What to do. Write out, word for word, every line from the one containing "In the photo above, where can the zipper" through the last line of the records below, both ends included.
======== Entries
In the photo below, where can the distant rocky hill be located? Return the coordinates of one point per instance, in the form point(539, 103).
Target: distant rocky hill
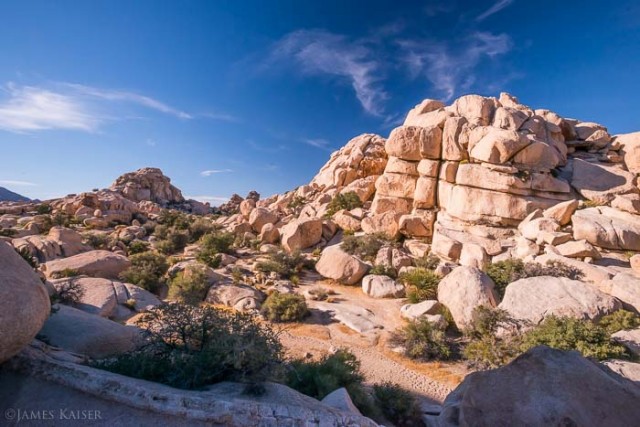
point(9, 196)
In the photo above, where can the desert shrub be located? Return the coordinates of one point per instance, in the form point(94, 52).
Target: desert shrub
point(430, 262)
point(566, 333)
point(423, 340)
point(488, 349)
point(384, 270)
point(620, 320)
point(173, 218)
point(190, 347)
point(421, 284)
point(67, 272)
point(365, 247)
point(26, 255)
point(285, 265)
point(504, 272)
point(68, 293)
point(297, 203)
point(201, 227)
point(96, 240)
point(348, 201)
point(43, 209)
point(8, 232)
point(319, 378)
point(147, 271)
point(189, 287)
point(137, 247)
point(285, 307)
point(319, 293)
point(397, 405)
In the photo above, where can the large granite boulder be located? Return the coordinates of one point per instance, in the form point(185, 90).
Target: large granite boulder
point(336, 264)
point(465, 289)
point(544, 387)
point(99, 263)
point(24, 302)
point(534, 298)
point(80, 332)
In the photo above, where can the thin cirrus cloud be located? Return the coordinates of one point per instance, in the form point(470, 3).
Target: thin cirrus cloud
point(214, 171)
point(450, 65)
point(70, 106)
point(320, 143)
point(497, 7)
point(319, 52)
point(209, 199)
point(17, 183)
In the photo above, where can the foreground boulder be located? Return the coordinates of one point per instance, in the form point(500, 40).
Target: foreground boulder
point(464, 289)
point(80, 332)
point(24, 303)
point(338, 265)
point(535, 298)
point(379, 286)
point(103, 264)
point(544, 387)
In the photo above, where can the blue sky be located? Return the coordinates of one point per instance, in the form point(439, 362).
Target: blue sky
point(230, 96)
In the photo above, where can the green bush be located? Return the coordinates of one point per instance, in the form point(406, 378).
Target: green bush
point(26, 255)
point(421, 284)
point(620, 320)
point(319, 378)
point(565, 333)
point(285, 265)
point(147, 271)
point(137, 247)
point(189, 287)
point(190, 347)
point(397, 405)
point(348, 201)
point(201, 227)
point(384, 270)
point(430, 262)
point(285, 307)
point(43, 209)
point(67, 272)
point(423, 340)
point(365, 247)
point(504, 272)
point(97, 240)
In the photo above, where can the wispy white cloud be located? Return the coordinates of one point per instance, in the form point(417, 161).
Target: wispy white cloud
point(130, 97)
point(319, 52)
point(450, 66)
point(70, 106)
point(29, 108)
point(221, 117)
point(320, 143)
point(209, 199)
point(17, 183)
point(215, 171)
point(497, 7)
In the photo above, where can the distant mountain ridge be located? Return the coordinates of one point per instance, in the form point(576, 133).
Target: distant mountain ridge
point(9, 196)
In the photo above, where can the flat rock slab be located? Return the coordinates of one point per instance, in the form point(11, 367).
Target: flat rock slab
point(357, 318)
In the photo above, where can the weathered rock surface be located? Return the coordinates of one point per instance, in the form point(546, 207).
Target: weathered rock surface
point(378, 286)
point(80, 332)
point(336, 264)
point(534, 298)
point(147, 184)
point(99, 263)
point(543, 387)
point(464, 289)
point(24, 302)
point(301, 234)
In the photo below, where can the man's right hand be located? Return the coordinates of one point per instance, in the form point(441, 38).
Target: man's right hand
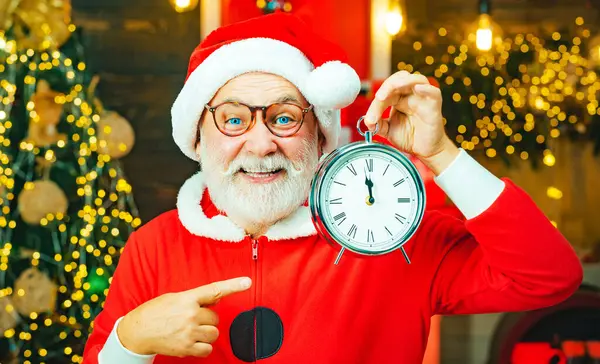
point(178, 324)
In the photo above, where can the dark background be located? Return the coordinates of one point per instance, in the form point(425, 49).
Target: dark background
point(140, 49)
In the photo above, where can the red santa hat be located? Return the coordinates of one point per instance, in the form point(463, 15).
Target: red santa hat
point(278, 44)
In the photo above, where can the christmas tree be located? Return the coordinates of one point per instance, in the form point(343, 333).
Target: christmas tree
point(66, 207)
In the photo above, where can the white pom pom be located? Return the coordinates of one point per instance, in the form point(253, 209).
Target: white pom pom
point(333, 85)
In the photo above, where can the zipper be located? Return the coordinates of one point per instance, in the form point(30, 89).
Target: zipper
point(255, 290)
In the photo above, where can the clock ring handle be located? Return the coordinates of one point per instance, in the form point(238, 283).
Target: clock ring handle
point(367, 134)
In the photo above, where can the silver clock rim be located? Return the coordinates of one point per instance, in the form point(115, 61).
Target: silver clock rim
point(317, 181)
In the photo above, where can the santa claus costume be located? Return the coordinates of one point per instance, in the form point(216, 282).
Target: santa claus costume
================
Answer to the task.
In the photo above, where can the zipper be located? Return the coordinates of one point per instance, in the form point(30, 89).
Target: zipper
point(255, 290)
In the photo above, where can the clock ring handle be located? Return the coordinates of one point per instance, in the form point(238, 283).
Target: clock ring handle
point(367, 134)
In the photo above, where can the silver clock rim be located? Return the coordinates of one point per instance, in the form point(115, 61).
Target: silver clock rim
point(317, 181)
In the photo above, where can the santa claus costume be located? Return the coordinates of one point per instance, in the form point(216, 282).
Target: santa claus costume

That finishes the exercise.